■ EXERCISE OBJECTIVE:
Locate each line in the entries below that contains the word "wall" and copy those lines out.

Dataset entries about object locations:
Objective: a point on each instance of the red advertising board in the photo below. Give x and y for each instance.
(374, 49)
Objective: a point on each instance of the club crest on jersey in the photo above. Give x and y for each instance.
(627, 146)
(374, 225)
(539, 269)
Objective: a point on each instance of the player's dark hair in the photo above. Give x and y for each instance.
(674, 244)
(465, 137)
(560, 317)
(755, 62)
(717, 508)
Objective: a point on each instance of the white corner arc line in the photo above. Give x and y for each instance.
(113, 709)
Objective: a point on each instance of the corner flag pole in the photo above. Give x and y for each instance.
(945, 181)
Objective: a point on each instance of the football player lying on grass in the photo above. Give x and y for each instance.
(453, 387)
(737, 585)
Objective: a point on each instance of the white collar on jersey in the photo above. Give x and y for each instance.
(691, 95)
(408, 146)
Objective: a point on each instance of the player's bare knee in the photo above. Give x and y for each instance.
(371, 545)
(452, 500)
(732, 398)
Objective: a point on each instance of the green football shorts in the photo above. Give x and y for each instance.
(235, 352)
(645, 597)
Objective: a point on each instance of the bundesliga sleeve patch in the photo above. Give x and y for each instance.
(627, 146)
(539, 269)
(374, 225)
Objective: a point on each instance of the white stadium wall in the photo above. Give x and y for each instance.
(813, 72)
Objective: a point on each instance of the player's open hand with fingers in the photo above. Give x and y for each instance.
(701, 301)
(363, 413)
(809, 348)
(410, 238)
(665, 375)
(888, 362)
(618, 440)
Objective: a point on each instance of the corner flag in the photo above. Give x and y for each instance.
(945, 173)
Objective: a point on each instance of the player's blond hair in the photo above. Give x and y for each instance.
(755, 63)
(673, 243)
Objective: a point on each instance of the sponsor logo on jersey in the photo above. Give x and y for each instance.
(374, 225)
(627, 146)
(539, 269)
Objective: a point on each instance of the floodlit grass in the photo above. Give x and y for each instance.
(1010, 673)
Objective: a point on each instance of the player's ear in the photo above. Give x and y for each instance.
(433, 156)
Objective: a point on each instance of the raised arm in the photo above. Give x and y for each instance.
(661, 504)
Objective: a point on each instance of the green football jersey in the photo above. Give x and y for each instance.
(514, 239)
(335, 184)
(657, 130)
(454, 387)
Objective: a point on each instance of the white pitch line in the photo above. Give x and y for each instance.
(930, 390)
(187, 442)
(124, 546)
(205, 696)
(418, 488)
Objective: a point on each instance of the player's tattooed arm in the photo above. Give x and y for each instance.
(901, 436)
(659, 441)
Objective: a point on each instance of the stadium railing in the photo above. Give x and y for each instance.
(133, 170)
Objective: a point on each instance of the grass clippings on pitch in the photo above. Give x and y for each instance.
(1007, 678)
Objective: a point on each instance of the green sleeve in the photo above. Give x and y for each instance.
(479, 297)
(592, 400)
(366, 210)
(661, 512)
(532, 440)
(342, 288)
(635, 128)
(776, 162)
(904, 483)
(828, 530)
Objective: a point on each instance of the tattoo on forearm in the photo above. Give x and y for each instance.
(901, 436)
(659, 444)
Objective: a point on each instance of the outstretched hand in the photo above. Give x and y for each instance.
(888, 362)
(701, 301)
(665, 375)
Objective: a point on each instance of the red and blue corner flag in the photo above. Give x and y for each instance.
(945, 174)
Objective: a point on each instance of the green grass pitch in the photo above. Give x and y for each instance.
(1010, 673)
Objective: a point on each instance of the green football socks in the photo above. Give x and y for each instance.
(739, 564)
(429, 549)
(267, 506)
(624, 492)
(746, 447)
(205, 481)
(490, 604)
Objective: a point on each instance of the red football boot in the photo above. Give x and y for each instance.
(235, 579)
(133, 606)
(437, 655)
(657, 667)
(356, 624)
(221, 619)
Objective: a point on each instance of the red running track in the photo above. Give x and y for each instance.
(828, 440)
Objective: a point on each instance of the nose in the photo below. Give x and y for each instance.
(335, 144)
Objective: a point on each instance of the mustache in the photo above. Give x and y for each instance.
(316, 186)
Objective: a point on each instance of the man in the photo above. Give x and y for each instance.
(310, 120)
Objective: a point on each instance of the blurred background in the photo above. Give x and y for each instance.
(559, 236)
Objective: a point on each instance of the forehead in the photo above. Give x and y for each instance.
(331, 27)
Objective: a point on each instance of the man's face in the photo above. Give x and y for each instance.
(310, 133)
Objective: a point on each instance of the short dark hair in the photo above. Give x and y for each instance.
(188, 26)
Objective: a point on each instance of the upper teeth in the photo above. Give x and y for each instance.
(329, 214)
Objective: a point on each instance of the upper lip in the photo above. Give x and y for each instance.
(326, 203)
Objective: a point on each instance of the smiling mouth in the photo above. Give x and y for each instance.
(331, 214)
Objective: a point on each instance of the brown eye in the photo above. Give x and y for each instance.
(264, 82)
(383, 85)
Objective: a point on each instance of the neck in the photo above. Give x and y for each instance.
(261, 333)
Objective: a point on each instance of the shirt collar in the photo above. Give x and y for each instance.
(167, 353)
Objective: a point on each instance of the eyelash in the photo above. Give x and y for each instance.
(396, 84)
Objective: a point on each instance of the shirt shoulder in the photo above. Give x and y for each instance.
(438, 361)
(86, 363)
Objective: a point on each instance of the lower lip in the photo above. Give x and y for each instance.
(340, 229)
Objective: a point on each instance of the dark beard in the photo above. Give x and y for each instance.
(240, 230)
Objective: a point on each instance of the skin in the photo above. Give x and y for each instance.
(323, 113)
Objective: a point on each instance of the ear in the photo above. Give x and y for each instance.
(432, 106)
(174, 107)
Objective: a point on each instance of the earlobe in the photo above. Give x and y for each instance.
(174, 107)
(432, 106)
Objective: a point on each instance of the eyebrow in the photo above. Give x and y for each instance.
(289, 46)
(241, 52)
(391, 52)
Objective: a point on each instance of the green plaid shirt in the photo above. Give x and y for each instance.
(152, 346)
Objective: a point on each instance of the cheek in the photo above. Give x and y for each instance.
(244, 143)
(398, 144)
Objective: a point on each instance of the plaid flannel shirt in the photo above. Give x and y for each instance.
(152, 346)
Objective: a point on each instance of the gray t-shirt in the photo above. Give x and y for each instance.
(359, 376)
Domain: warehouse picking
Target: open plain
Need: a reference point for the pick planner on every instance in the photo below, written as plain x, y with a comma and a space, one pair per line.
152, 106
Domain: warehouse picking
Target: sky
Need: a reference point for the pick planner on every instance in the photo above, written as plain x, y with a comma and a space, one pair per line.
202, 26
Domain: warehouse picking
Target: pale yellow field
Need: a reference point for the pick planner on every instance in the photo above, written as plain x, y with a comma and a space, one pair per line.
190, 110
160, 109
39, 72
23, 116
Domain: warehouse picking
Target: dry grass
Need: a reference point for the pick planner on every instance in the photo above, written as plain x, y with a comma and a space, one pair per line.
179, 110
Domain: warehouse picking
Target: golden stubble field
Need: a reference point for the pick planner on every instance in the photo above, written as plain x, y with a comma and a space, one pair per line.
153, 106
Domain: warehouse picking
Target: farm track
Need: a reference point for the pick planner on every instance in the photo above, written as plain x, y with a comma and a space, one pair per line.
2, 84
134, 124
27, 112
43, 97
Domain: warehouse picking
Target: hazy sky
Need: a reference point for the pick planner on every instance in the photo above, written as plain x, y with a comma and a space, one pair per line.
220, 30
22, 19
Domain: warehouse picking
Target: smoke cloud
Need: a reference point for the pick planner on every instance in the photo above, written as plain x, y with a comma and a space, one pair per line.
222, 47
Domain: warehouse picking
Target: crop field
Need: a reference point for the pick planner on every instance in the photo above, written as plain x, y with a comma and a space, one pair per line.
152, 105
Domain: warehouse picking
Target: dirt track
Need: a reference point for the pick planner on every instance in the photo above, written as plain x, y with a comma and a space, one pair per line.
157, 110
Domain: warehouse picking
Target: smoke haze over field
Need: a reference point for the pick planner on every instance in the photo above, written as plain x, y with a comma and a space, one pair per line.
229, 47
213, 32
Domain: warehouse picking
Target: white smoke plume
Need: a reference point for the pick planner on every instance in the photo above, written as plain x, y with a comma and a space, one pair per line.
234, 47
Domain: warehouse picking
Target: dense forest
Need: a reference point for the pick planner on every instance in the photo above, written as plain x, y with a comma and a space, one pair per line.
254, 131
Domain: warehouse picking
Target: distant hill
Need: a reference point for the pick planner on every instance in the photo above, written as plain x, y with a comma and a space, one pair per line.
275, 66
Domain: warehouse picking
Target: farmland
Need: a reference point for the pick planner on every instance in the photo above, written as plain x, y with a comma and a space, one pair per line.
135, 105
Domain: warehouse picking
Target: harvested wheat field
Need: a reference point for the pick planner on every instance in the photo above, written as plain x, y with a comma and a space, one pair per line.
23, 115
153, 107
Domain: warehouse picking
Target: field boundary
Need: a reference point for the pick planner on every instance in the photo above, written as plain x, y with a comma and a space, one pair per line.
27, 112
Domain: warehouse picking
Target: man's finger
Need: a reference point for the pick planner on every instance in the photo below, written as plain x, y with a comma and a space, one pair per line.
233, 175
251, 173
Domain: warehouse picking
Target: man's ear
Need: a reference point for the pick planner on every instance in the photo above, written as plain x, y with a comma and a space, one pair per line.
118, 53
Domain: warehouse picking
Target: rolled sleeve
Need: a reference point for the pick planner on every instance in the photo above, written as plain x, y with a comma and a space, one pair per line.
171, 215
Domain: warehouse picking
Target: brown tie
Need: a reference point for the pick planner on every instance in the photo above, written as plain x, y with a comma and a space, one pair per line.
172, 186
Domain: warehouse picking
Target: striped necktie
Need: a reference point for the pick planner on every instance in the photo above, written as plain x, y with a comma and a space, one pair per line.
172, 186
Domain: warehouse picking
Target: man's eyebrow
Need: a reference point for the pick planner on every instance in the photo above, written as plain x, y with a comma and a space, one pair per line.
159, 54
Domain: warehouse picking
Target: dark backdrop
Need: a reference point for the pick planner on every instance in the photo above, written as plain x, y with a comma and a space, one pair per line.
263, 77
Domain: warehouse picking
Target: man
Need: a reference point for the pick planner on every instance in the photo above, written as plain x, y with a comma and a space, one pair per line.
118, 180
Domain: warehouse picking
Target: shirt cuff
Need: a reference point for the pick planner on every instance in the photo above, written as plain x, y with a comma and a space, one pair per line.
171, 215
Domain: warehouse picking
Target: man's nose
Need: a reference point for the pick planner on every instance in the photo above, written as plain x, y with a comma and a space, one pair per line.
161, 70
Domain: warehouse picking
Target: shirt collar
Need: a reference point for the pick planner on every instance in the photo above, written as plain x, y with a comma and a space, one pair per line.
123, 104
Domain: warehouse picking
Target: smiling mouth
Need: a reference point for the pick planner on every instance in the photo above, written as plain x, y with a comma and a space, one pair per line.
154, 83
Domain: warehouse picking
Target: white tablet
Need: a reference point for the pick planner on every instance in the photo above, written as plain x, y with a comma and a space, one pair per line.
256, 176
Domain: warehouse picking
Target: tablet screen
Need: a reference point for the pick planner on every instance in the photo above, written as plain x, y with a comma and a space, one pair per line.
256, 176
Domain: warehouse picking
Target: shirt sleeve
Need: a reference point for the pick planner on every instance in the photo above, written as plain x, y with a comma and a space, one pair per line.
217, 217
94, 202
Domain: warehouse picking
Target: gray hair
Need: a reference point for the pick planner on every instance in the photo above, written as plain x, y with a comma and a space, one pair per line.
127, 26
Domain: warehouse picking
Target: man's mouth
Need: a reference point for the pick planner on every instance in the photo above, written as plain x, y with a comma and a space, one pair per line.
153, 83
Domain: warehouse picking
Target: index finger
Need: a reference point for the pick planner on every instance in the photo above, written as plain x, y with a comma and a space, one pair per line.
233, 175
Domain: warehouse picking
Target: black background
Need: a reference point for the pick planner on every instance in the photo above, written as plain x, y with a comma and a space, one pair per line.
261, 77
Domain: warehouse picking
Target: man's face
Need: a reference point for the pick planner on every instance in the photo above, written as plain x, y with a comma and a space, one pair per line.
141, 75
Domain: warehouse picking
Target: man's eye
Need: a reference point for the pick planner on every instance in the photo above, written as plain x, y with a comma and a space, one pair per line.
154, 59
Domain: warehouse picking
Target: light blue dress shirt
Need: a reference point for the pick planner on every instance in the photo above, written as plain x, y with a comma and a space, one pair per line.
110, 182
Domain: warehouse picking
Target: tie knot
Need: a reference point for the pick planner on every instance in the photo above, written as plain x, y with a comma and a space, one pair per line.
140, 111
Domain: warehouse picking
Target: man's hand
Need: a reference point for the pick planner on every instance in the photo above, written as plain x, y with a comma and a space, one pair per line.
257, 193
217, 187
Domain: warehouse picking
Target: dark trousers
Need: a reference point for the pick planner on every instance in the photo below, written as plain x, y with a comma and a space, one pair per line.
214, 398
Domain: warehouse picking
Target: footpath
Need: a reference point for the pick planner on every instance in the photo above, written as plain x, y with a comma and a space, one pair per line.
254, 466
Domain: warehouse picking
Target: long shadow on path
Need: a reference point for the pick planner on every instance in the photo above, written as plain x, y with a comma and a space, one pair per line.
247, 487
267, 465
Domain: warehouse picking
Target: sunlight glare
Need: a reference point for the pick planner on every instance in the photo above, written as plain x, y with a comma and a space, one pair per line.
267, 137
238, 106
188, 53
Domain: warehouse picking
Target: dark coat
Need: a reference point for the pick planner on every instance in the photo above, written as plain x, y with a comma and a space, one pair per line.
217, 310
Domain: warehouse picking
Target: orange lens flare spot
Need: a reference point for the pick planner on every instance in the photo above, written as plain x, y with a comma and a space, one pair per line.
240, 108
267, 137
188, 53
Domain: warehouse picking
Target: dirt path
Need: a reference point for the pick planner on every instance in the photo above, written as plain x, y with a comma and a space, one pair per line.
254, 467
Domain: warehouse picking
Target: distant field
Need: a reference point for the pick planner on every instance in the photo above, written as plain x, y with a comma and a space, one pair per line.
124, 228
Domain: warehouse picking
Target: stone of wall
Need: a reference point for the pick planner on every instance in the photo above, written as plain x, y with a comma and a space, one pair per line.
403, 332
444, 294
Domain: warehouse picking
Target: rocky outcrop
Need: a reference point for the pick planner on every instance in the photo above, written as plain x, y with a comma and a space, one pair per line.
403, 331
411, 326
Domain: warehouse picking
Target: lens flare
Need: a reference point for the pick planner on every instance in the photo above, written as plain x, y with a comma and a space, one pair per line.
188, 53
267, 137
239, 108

■ SOLVED PROBLEM:
Objective: a point on each instance of the white stadium wall in the photo above. Give x and y for each instance.
Target: stone of wall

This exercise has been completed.